### DIRECTIONS
Below are the records; copy exactly the stretch from the line containing "Target: pile of brush" through the line containing "Target: man's hand", both ends included, and nothing else.

Data excerpts:
▽
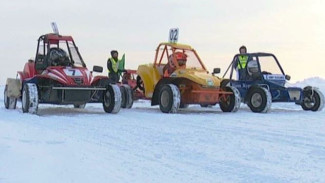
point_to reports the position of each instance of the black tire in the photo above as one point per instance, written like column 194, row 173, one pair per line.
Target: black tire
column 169, row 98
column 112, row 99
column 30, row 98
column 259, row 100
column 224, row 83
column 127, row 96
column 140, row 84
column 79, row 106
column 9, row 102
column 313, row 99
column 230, row 103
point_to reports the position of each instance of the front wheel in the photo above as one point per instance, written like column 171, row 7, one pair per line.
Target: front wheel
column 169, row 98
column 313, row 99
column 10, row 102
column 230, row 103
column 259, row 100
column 79, row 106
column 112, row 99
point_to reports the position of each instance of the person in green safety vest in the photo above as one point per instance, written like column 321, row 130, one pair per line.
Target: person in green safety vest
column 242, row 62
column 115, row 66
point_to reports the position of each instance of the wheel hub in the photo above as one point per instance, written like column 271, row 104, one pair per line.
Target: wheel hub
column 256, row 100
column 107, row 99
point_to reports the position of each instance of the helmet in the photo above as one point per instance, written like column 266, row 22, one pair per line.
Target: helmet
column 113, row 52
column 180, row 56
column 243, row 47
column 252, row 67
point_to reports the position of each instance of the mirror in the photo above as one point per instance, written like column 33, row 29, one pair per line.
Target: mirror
column 216, row 71
column 287, row 77
column 97, row 68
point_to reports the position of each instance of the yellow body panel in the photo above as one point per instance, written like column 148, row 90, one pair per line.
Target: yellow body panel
column 198, row 76
column 150, row 76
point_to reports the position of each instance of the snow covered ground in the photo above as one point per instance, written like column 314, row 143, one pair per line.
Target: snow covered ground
column 63, row 144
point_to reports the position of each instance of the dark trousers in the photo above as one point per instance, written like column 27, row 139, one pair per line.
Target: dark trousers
column 113, row 77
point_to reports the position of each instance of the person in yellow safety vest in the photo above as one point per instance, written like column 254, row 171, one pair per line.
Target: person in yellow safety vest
column 113, row 66
column 242, row 62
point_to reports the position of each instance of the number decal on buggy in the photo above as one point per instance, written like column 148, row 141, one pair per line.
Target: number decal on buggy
column 173, row 35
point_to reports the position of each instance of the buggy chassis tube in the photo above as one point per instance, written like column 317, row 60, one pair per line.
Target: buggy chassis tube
column 211, row 91
column 76, row 88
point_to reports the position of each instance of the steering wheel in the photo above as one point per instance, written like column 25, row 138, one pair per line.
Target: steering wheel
column 58, row 57
column 266, row 73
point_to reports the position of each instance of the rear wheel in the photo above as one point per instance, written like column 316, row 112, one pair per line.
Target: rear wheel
column 259, row 100
column 183, row 106
column 30, row 98
column 79, row 106
column 112, row 99
column 313, row 99
column 230, row 103
column 127, row 96
column 169, row 98
column 10, row 102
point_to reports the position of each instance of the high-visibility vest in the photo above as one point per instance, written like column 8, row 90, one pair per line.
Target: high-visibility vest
column 242, row 61
column 115, row 64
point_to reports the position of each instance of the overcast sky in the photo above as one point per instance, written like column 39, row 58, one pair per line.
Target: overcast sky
column 294, row 30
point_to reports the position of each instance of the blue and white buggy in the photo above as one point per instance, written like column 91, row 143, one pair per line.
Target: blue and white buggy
column 262, row 81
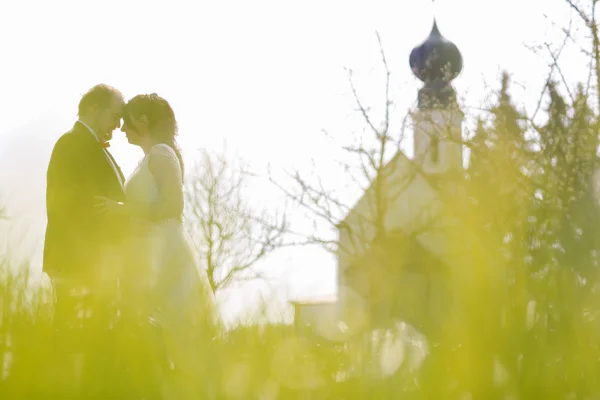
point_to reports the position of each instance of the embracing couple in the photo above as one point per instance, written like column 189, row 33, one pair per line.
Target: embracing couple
column 119, row 244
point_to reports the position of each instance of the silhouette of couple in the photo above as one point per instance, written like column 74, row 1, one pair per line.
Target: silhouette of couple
column 120, row 242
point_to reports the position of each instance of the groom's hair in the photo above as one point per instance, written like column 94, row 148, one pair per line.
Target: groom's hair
column 100, row 95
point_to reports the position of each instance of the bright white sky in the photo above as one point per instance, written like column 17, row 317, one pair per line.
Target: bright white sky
column 264, row 76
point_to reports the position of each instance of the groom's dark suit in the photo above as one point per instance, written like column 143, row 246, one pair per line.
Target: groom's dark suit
column 76, row 235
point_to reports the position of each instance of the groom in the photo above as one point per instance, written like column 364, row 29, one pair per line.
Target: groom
column 79, row 241
column 80, row 168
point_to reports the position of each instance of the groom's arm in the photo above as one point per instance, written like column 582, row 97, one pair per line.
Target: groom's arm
column 68, row 194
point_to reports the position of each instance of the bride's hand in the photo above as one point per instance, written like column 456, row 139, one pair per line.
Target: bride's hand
column 105, row 206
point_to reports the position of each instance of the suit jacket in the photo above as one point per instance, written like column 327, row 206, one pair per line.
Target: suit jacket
column 76, row 234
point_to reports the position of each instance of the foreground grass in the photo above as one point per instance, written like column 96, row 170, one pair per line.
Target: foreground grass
column 279, row 362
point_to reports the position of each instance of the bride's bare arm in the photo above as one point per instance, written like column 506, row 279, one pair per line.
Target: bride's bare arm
column 166, row 170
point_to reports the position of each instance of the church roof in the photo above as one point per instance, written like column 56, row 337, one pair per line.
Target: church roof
column 436, row 58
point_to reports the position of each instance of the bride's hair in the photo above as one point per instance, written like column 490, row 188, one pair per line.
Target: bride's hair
column 160, row 116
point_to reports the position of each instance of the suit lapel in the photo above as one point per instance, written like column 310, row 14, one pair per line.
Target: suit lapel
column 116, row 166
column 100, row 158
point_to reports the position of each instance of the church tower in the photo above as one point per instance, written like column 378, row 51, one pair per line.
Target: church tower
column 438, row 119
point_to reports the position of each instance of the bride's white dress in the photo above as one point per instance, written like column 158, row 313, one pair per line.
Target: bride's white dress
column 162, row 279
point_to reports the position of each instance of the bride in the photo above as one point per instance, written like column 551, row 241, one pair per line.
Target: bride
column 161, row 282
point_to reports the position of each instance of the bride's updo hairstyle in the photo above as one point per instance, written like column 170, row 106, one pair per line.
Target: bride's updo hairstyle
column 160, row 119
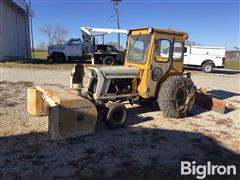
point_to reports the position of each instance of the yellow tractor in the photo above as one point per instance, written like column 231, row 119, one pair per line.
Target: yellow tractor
column 153, row 71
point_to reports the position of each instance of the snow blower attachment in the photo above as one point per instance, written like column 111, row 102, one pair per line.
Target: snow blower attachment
column 153, row 70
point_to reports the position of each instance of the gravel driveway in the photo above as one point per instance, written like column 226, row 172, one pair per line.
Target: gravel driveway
column 151, row 147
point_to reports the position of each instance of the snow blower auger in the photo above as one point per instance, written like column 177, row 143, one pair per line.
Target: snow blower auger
column 153, row 70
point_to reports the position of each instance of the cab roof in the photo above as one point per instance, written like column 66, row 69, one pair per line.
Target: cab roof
column 164, row 31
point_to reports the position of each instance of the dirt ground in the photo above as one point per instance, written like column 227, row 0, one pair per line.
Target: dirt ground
column 151, row 147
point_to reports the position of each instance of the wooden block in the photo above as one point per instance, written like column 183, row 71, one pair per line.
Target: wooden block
column 68, row 123
column 35, row 102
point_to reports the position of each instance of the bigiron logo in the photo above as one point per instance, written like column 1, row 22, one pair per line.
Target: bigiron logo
column 202, row 171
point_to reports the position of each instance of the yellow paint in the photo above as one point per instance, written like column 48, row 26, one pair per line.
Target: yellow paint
column 176, row 67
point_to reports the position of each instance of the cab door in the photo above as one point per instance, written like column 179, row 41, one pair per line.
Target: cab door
column 161, row 61
column 167, row 60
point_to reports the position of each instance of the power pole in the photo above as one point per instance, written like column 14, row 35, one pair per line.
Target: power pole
column 116, row 2
column 31, row 29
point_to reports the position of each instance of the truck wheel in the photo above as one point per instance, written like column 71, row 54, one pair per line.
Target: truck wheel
column 176, row 96
column 116, row 116
column 207, row 67
column 109, row 60
column 59, row 58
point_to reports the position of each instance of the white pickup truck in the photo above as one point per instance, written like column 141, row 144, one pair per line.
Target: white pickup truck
column 205, row 57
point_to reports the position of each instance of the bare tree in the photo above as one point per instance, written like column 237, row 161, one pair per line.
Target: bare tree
column 47, row 30
column 55, row 35
column 42, row 46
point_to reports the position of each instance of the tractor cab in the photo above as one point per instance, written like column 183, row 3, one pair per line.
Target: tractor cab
column 158, row 53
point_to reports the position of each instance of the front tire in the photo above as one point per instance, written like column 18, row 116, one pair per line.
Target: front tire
column 176, row 96
column 207, row 67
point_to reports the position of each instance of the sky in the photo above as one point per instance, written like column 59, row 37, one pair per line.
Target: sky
column 209, row 22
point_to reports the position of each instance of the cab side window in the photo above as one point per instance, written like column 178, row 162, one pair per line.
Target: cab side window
column 178, row 51
column 162, row 53
column 75, row 43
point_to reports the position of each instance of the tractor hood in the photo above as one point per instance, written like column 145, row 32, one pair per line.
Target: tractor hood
column 117, row 71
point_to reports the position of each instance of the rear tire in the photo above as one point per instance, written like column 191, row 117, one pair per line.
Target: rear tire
column 207, row 67
column 109, row 60
column 176, row 96
column 116, row 116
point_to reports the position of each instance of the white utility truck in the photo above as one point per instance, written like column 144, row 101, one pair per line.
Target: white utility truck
column 205, row 57
column 87, row 49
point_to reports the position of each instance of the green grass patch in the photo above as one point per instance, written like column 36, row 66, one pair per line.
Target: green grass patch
column 232, row 64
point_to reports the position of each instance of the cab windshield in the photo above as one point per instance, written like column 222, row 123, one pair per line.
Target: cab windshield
column 138, row 48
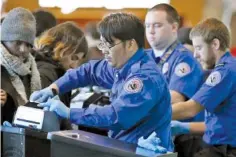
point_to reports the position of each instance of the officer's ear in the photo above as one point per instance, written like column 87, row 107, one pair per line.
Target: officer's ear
column 175, row 27
column 215, row 44
column 131, row 44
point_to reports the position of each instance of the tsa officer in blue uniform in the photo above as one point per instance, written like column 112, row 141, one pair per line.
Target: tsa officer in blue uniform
column 217, row 95
column 182, row 71
column 137, row 109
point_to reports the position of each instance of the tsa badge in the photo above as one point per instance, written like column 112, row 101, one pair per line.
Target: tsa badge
column 134, row 85
column 213, row 79
column 182, row 69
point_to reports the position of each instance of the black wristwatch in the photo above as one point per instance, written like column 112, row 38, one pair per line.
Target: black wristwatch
column 54, row 91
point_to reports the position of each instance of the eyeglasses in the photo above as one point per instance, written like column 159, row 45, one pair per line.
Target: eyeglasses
column 103, row 46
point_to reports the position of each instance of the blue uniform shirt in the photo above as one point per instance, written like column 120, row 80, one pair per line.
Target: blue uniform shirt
column 218, row 96
column 183, row 73
column 140, row 98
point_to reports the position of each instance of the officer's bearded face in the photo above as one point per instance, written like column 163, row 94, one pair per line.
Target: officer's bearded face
column 159, row 31
column 203, row 53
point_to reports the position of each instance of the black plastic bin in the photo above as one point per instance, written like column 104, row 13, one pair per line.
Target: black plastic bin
column 75, row 143
column 19, row 142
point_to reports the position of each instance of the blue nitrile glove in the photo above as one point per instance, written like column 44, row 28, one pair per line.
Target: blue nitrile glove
column 152, row 143
column 6, row 123
column 56, row 106
column 178, row 128
column 42, row 96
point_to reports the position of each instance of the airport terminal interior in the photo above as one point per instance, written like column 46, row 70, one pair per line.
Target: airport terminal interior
column 124, row 78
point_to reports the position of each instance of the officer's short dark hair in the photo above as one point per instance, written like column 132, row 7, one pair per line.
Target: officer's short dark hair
column 123, row 26
column 91, row 29
column 210, row 29
column 44, row 21
column 172, row 14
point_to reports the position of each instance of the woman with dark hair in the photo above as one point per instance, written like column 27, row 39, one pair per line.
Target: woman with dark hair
column 60, row 48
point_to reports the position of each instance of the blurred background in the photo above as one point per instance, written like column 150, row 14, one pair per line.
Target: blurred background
column 84, row 11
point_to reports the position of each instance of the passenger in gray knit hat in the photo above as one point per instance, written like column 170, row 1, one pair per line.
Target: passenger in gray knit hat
column 19, row 73
column 19, row 24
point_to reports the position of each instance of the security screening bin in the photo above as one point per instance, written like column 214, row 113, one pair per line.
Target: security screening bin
column 76, row 143
column 28, row 137
column 19, row 142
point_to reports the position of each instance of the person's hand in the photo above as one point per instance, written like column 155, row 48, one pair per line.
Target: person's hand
column 3, row 97
column 56, row 106
column 178, row 128
column 6, row 123
column 42, row 96
column 152, row 143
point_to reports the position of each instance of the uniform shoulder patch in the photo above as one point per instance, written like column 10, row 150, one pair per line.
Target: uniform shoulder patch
column 165, row 68
column 182, row 69
column 133, row 85
column 213, row 79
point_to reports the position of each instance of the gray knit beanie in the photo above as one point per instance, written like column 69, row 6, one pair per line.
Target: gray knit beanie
column 19, row 24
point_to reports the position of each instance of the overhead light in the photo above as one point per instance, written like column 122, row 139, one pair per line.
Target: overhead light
column 68, row 6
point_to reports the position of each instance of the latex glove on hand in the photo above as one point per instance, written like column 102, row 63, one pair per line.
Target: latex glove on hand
column 6, row 123
column 42, row 96
column 152, row 143
column 56, row 106
column 178, row 128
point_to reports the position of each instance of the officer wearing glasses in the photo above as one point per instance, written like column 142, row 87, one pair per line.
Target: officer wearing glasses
column 137, row 108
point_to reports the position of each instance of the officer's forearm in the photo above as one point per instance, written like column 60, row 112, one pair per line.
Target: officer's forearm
column 185, row 110
column 176, row 97
column 55, row 87
column 197, row 127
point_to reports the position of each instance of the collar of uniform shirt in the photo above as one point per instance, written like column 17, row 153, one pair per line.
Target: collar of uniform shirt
column 223, row 59
column 126, row 67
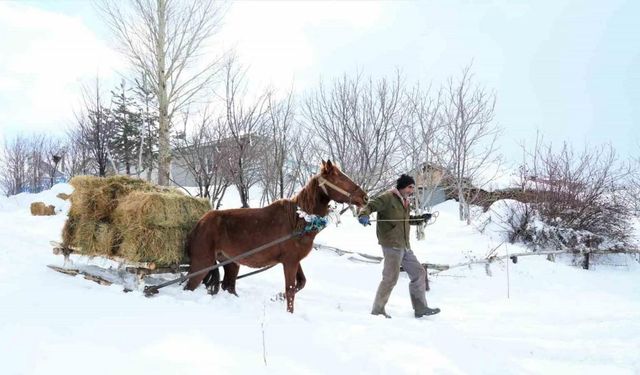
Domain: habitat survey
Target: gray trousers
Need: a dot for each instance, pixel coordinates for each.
(393, 259)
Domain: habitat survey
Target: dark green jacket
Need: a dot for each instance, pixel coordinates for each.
(389, 207)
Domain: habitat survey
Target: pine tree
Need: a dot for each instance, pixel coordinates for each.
(127, 125)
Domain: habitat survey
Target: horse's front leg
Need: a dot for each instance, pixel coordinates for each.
(301, 280)
(230, 276)
(290, 271)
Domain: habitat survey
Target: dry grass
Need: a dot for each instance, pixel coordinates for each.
(130, 218)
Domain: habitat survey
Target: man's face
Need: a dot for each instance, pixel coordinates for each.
(407, 191)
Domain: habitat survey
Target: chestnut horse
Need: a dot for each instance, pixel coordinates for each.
(228, 233)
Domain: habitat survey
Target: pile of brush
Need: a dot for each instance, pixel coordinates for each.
(130, 218)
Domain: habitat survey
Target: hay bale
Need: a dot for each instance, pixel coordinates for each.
(96, 238)
(63, 196)
(130, 218)
(154, 226)
(41, 209)
(96, 198)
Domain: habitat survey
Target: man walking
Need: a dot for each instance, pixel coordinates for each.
(392, 229)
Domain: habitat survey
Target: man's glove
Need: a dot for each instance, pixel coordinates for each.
(364, 220)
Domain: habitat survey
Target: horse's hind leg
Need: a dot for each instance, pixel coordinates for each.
(196, 265)
(290, 272)
(301, 280)
(212, 281)
(230, 276)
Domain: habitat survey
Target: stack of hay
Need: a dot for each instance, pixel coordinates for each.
(41, 209)
(130, 218)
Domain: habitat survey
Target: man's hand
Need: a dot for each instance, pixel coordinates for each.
(364, 220)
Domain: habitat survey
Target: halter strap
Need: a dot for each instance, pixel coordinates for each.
(323, 181)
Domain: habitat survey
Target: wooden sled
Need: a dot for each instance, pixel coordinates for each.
(109, 270)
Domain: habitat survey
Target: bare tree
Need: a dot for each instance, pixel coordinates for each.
(77, 158)
(582, 190)
(467, 115)
(421, 145)
(164, 39)
(243, 126)
(279, 174)
(197, 151)
(94, 131)
(15, 158)
(355, 123)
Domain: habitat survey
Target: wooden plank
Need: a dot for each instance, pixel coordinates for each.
(59, 248)
(74, 272)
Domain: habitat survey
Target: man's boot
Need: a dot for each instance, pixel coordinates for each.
(420, 307)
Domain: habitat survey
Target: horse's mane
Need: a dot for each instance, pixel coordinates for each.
(306, 200)
(307, 197)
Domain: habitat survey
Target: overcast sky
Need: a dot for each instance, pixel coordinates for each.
(570, 69)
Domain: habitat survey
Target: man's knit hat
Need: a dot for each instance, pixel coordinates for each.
(404, 181)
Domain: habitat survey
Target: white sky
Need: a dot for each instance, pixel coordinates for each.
(567, 68)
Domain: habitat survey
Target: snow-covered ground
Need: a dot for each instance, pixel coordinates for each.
(534, 317)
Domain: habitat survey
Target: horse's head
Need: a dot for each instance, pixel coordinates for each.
(339, 187)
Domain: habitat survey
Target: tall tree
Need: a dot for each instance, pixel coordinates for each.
(279, 174)
(470, 137)
(15, 161)
(198, 154)
(126, 120)
(165, 39)
(94, 130)
(148, 147)
(242, 125)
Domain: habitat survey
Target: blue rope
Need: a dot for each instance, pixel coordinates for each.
(317, 223)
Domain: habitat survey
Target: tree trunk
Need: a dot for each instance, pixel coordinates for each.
(164, 162)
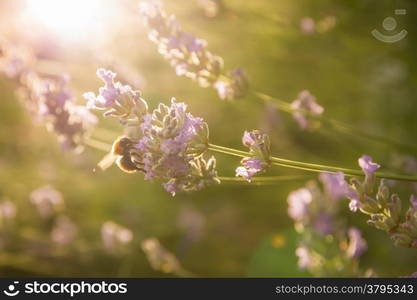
△
### WRITTEN SOLUTION
Target: pile of brush
Need: a dot for each instance, pixel coordinates for each.
(130, 218)
Domain: habitat survey
Target: hay bale
Need: a dot for each instance, pixel coordinates for each.
(96, 238)
(63, 196)
(130, 218)
(154, 226)
(41, 209)
(96, 198)
Domain: habitat survey
Target: man walking
Need: a dot for each instance, pixel coordinates for each.
(392, 229)
Domain: habitat survey
Target: man's glove
Need: a dot for each instance, pixel coordinates for each.
(364, 220)
Domain: habitat survey
Target: horse's hind leg
Need: a dot for each instance, pixel coordinates for each.
(196, 265)
(290, 272)
(301, 280)
(212, 281)
(230, 276)
Domain: habitat survey
Target: stack of hay
Need: a dot for each instance, pixel coordinates for each.
(41, 209)
(130, 218)
Domain: habitat survey
Target: man's hand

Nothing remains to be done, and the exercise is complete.